### REQUEST
Rewrite the lines of every item below as a numbered list, skipping blank lines and leaving the pictures out.

Coordinate labeling data

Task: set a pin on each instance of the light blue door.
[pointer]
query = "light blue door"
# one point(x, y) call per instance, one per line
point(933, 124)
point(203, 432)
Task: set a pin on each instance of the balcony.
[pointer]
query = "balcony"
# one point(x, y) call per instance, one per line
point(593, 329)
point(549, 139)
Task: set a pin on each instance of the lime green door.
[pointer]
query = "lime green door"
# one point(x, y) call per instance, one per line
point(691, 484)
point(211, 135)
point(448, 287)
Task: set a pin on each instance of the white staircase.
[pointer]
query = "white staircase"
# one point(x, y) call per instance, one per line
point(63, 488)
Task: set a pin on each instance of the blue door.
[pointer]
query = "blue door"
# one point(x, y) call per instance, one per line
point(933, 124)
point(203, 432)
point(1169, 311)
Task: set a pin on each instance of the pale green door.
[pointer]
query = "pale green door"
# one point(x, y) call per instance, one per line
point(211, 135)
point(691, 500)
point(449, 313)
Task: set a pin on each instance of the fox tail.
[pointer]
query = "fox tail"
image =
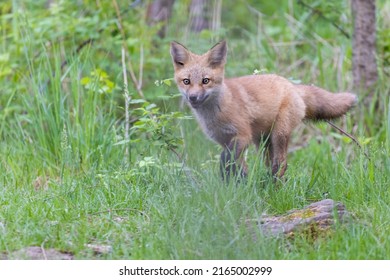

### WRITTEN SOLUTION
1. Task: set a pin on each instance of the light blue door.
2. [pointer]
3. query = "light blue door"
4. # one point(x, y) call per instance, one per line
5. point(933, 124)
6. point(203, 432)
7. Task: set a pin on each instance of the balcony.
8. [pointer]
9. query = "balcony"
10. # one point(x, y) call per instance, one per line
11. point(593, 329)
12. point(549, 139)
13. Task: set a pin on each instance of the lime green door.
14. [pointer]
15. query = "lime green door"
16. # one point(x, y) call per instance, one per line
17. point(691, 484)
18. point(211, 135)
19. point(448, 287)
20. Task: set a pin on each instance of the white staircase.
21. [pointer]
22. query = "white staircase"
23. # one point(x, y) call per instance, one per line
24. point(63, 488)
25. Task: set a pin on each instance of the blue door.
26. [pointer]
27. query = "blue door"
28. # one point(x, y) call per instance, one per line
29. point(933, 124)
30. point(203, 432)
31. point(1169, 311)
32. Task: set a pin on each instance of the pale green door.
33. [pointer]
34. query = "pale green door"
35. # one point(x, y) call per instance, one per line
36. point(211, 135)
37. point(691, 500)
38. point(449, 313)
39. Task: set a pin on each instance of the fox tail.
40. [pointer]
41. query = "fox tail"
42. image =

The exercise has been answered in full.